**REQUIRED WORK:**
With the images left out, print every entry that follows exactly.

===== MATERIAL FOR THIS TASK =====

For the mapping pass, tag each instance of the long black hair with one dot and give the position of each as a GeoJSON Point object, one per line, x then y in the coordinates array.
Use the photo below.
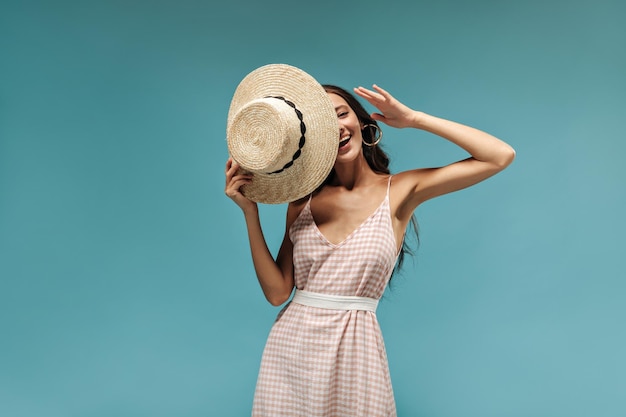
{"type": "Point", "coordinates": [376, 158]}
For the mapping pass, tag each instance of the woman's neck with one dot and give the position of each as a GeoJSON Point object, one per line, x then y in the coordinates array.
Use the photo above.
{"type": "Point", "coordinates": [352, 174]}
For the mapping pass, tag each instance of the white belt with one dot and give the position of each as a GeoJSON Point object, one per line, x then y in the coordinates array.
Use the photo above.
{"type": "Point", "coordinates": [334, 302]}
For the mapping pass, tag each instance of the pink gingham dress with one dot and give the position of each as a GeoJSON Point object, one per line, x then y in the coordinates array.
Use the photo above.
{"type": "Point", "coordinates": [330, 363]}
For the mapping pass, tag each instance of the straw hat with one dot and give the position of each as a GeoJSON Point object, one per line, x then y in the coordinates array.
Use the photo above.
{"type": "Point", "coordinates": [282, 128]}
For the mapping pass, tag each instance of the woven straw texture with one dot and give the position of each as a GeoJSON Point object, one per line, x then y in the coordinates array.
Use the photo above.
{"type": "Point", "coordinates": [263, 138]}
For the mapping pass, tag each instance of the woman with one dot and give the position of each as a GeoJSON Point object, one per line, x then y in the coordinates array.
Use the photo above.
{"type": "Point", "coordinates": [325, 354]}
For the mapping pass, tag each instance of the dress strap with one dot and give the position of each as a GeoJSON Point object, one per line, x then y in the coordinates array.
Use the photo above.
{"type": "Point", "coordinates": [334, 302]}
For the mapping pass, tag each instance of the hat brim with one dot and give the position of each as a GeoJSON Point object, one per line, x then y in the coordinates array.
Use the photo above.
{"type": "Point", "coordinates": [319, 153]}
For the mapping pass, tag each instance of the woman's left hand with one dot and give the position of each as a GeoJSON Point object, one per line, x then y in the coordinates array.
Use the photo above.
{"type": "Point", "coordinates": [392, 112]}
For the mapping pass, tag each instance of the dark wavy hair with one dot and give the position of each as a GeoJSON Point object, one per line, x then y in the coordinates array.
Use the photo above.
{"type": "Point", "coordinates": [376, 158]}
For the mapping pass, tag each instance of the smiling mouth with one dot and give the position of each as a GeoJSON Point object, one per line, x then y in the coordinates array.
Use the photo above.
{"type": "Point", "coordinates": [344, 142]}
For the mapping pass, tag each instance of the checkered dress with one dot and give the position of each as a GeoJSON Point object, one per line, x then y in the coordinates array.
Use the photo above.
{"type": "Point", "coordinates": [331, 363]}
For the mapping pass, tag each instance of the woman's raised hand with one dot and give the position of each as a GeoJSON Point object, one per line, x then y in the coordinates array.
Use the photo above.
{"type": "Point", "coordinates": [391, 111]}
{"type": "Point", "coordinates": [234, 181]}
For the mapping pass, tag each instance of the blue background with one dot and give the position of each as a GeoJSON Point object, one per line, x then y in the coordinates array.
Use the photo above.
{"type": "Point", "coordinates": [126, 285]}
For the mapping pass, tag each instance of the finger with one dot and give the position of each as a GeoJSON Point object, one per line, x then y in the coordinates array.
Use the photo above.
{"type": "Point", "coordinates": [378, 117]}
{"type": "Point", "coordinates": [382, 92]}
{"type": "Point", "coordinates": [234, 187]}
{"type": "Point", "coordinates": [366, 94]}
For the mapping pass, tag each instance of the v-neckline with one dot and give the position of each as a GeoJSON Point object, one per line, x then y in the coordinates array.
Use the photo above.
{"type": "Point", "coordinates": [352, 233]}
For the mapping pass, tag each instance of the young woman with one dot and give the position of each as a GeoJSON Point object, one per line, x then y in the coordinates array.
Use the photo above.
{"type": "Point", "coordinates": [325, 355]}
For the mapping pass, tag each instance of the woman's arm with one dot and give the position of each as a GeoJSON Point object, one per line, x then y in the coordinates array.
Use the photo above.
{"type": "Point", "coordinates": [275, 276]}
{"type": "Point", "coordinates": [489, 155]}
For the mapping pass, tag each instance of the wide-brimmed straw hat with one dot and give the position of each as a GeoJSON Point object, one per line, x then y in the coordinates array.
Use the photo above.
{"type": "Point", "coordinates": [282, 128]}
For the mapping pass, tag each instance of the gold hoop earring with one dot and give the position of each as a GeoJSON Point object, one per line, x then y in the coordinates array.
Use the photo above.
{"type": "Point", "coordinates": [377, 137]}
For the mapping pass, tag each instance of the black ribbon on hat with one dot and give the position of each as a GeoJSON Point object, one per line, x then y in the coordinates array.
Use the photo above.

=====

**EXERCISE OUTPUT:**
For the mapping pass, tag each instance of the long black hair with one dot and give the position of each as a GeoJSON Point object, one per line, x then y in the coordinates array.
Use the photo below.
{"type": "Point", "coordinates": [376, 158]}
For the mapping pass, tag each instance of the woman's neck with one dot and give the position of each as a GeoJSON Point object, one per line, x then y in the coordinates array.
Use the photo above.
{"type": "Point", "coordinates": [352, 174]}
For the mapping pass, tag each instance of the white belt with one dot and give the position of each as a GeoJSON Point object, one per line, x then y in the coordinates array.
Use the photo above.
{"type": "Point", "coordinates": [334, 302]}
For the mapping pass, tag each instance of the pink gingham dress with one dot and give the position of each as a GeoJSON Point object, one per line, x then y in the coordinates array.
Use the photo above.
{"type": "Point", "coordinates": [330, 363]}
For the mapping pass, tag each instance of the straw hat with one dot and give the position of each as a GeoJSON Point object, one per line, x then y in the coordinates array.
Use the photo above.
{"type": "Point", "coordinates": [282, 128]}
For the mapping pass, tag each instance of the woven straw texture with one dot and give the position of each as a GeoJSON Point object, one per line, x then y in the coordinates array.
Use the photo above.
{"type": "Point", "coordinates": [263, 138]}
For the mapping pass, tag each instance of the woman with one dot and give the position of each as a GeoJSON Point object, one per line, x then y in the coordinates array.
Use the photo above.
{"type": "Point", "coordinates": [325, 354]}
For the mapping pass, tag each instance of the dress strap with one dot and give the position of each as a GeoJSON Point object, one per line, x then y in the coordinates array.
Use the photo above.
{"type": "Point", "coordinates": [334, 302]}
For the mapping pass, tag each instance of the hat brim with one dot and give the position of each as a GeoJSON Point object, one per line, x then y in the coordinates array.
Use the photo above.
{"type": "Point", "coordinates": [319, 153]}
For the mapping pass, tag each instance of the woman's left hand with one dot and give the position of each as a GeoJSON Point object, one per line, x then y in the coordinates array.
Use the photo above.
{"type": "Point", "coordinates": [392, 112]}
For the mapping pass, tag each instance of the dark wavy hair with one dot and give the position of each as a GeoJSON Point object, one per line, x then y in the coordinates array.
Use the photo above.
{"type": "Point", "coordinates": [376, 158]}
For the mapping pass, tag each instance of the smiling mouth with one dot and give the position of each as a GeoJSON Point object, one per line, x then y in the coordinates array.
Use the photo above.
{"type": "Point", "coordinates": [344, 142]}
For the mapping pass, tag each instance of the checkered dress with one dot and give the position of each as a GeoJSON Point object, one per line, x then y in the coordinates array.
Use the photo above.
{"type": "Point", "coordinates": [331, 363]}
For the mapping pass, tag each instance of the woman's raised hand with one dot and give the position of each as a GeoJSON Point object, one per line, x then y in the coordinates array.
Use the photo above.
{"type": "Point", "coordinates": [391, 111]}
{"type": "Point", "coordinates": [234, 181]}
For the mapping pass, tag each instance of the blue background with one dot and give the position of each as a GeoJSON Point object, one per line, x then y in the coordinates array.
Use the photo above.
{"type": "Point", "coordinates": [126, 285]}
For the mapping pass, tag each instance of the finger with one dot and give the position of each as a GeoJSON Point object, one per line, x then y in the coordinates array.
Use the photo above.
{"type": "Point", "coordinates": [378, 117]}
{"type": "Point", "coordinates": [382, 92]}
{"type": "Point", "coordinates": [234, 187]}
{"type": "Point", "coordinates": [366, 94]}
For the mapping pass, tag each instance of the v-neckline with one dot and give the position of each as a GeoJSON Point object, one per line, x then y in the coordinates array.
Use the photo above.
{"type": "Point", "coordinates": [352, 233]}
For the mapping pass, tag each instance of the young woman with one dot and give the position of each as a GeoJSON Point object, one per line, x then y in the coordinates array.
Use the photo above.
{"type": "Point", "coordinates": [325, 355]}
For the mapping pass, tag each instance of the woman's arm with one dot and give the position of each as a GeoJSON Point object, one per line, x then y in the coordinates array.
Use the photo above.
{"type": "Point", "coordinates": [275, 276]}
{"type": "Point", "coordinates": [489, 155]}
For the mapping pass, tag each instance of the wide-brimmed straw hat with one dot and give the position of each as a GeoJSON Point object, one per line, x then y in the coordinates array.
Use the photo above.
{"type": "Point", "coordinates": [282, 128]}
For the mapping pass, tag each instance of the gold hoop earring with one dot and give the position of each as a GeoJSON Point object, one per line, x then y in the coordinates array.
Use the photo above.
{"type": "Point", "coordinates": [377, 137]}
For the mapping pass, tag each instance of the black ribbon on hat with one dot and give the position of each as a GeoJSON Point object, one per line, x then y in the coordinates array.
Use the photo above.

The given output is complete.